__TASK STATEMENT__.
Copy the lines that follow, keeping every character the same.

__GIVEN INFORMATION__.
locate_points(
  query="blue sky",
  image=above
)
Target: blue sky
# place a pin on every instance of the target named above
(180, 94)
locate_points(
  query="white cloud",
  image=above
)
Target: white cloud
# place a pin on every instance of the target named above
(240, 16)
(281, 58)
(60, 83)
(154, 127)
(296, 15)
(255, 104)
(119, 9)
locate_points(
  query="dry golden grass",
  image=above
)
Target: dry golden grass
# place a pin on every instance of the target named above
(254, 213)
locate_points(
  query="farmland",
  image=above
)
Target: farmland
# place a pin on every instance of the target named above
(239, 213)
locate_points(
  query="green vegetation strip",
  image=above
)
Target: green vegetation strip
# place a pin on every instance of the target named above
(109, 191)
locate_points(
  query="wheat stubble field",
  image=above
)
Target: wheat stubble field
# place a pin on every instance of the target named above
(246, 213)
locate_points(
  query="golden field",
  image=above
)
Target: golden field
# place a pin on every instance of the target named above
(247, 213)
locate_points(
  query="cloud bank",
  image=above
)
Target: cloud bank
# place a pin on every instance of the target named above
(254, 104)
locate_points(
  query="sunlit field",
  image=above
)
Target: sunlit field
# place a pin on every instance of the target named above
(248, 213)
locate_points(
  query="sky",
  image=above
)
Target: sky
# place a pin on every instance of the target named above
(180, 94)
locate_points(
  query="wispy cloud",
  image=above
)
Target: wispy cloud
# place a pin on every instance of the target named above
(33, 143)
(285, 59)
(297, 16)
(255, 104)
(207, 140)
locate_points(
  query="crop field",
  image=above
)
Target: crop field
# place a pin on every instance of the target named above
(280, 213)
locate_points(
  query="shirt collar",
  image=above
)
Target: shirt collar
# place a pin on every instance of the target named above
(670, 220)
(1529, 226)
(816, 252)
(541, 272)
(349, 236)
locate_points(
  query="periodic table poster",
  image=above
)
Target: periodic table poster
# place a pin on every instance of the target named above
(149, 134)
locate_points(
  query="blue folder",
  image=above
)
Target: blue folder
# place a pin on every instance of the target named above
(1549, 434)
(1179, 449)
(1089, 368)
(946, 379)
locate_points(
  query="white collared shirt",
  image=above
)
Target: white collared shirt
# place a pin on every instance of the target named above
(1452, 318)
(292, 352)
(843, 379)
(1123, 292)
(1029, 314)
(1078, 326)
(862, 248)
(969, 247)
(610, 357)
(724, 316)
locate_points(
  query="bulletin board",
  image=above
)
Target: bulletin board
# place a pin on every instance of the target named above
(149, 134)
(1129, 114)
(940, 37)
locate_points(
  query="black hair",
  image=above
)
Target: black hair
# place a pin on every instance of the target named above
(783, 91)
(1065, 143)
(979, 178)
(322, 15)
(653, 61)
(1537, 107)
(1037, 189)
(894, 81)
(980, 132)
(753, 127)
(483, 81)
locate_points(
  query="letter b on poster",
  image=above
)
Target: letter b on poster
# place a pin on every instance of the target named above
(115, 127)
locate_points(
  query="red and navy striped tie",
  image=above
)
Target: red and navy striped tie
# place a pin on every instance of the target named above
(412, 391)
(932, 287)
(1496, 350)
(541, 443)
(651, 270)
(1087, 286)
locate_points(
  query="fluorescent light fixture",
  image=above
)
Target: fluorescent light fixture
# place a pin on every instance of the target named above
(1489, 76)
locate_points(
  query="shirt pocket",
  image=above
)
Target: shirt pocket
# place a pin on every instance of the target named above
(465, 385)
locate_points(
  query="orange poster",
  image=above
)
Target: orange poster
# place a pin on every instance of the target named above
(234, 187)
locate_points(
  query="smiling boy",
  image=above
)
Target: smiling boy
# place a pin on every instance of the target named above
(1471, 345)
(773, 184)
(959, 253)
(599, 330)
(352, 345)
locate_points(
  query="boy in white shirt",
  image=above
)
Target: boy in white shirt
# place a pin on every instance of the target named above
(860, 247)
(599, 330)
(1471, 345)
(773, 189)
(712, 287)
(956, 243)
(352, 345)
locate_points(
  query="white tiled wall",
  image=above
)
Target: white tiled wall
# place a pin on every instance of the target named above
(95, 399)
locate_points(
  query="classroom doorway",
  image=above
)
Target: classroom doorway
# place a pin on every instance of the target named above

__ANSWER TO THE EXERCISE__.
locate_points(
  query="blue sky",
  image=above
)
Target: blue sky
# place a pin on every instance of the target named above
(180, 94)
locate_points(
  query="white cloud",
  image=above
)
Target: white cloud
# place a pin on every instance of the target named above
(240, 16)
(281, 58)
(60, 83)
(154, 127)
(296, 15)
(255, 104)
(119, 9)
locate_points(
  query="dry golden grass",
  image=above
)
Target: dry golden grass
# place a pin on every instance of the target named above
(254, 213)
locate_points(
  query="farmland",
  image=above
)
Target: farmland
# place a pin on every instance of the target named above
(239, 213)
locate_points(
  query="green vegetation strip",
  image=above
)
Target: green vegetation strip
# place a pin on every instance of the target named above
(109, 191)
locate_points(
  query="wheat stubble field",
  image=above
)
Target: wheat stubble field
# place a pin on every instance of the target named above
(246, 213)
locate_points(
  query="golden field",
  image=above
)
Target: golden field
# place a pin on every instance of the target named above
(247, 213)
locate_points(
  query="cloud bank",
  image=above
)
Target: cloud bank
# place a pin on every instance of the target named above
(254, 104)
locate_points(
  query="sunlit field",
  image=above
)
Target: sunlit field
# place a pin on every instance of the target named above
(248, 213)
locate_points(
  query="sky",
  image=above
)
Target: sky
# place a pin on every instance of the target named above
(180, 94)
locate_points(
  query="wispy cloud",
  image=above
)
Target: wispy cloud
# place a pin on every instance of the target named above
(33, 143)
(285, 59)
(297, 16)
(255, 104)
(207, 140)
locate_points(
  query="crop field",
  image=above
)
Target: crop field
# place a pin on every instance of the target named above
(280, 213)
locate_points(
  query="shirt collar",
  image=above
)
Target: shirt collar
# place a pin on every instance of the target named above
(670, 220)
(1529, 226)
(816, 252)
(541, 272)
(349, 236)
locate_points(
  query="periodic table poster",
  image=above
)
Target: periodic table poster
# place a pin on every instance of the target named above
(149, 134)
locate_points(
  query="blue folder",
  image=above
)
Target: blue folder
# place a pin on every instance of the target named above
(1549, 434)
(1179, 449)
(1089, 368)
(946, 379)
locate_points(
  query="white collared shirt",
  image=above
)
Target: white collared shirt
# place a pin on every instance of the target named above
(1452, 318)
(292, 352)
(843, 379)
(1123, 292)
(1029, 314)
(1078, 326)
(862, 248)
(969, 247)
(610, 357)
(724, 316)
locate_points(
  query="bulletin board",
  image=above
)
Target: bulletin board
# place a pin on every instance of the target named above
(149, 134)
(1129, 114)
(940, 37)
locate_points(
  query="black hair",
  image=above
)
Target: black hair
# place a pin on every instance of the target named above
(783, 91)
(1065, 143)
(979, 178)
(322, 15)
(653, 61)
(1537, 107)
(1037, 189)
(894, 81)
(980, 132)
(753, 127)
(483, 81)
locate_points(
  query="letter b on poster",
  image=above
)
Target: letter b on poster
# place a pin on every instance of the target named above
(115, 127)
locate_points(
  query="red and navy striped tie",
  image=above
)
Target: red and navy striped tie
# place a pin on every instance of the target named above
(412, 391)
(932, 287)
(1496, 350)
(541, 443)
(651, 270)
(1087, 286)
locate_points(
  query="fluorescent light fixture",
  image=above
)
Target: fluorescent light fixture
# place a pin on every instance of the target named above
(1489, 76)
locate_points(
  query="shirt pocket",
  image=above
)
Target: shirt pocket
# place a pin on every instance of the target named above
(465, 385)
locate_points(
  query="orange poster",
  image=above
)
Target: orange poster
# place a pin on every instance of the target named above
(234, 187)
locate_points(
  query="smiling boy",
  image=above
)
Target: smiling boy
# place a pin on every instance of the target named above
(1471, 345)
(773, 184)
(959, 253)
(599, 330)
(352, 345)
locate_points(
  query="boy in white shirt",
  image=above
)
Target: boy in white shirt
# place a pin on every instance of the target named above
(860, 247)
(599, 330)
(1471, 345)
(773, 189)
(712, 287)
(956, 243)
(352, 345)
locate_points(
  query="white tiled wall",
  image=above
)
Target: white tiled wall
# place a pin on every instance of the target named above
(95, 399)
locate_points(
  query="classroom doorway",
  image=above
)
Target: classroom doorway
# place a pin on every instance of the target named above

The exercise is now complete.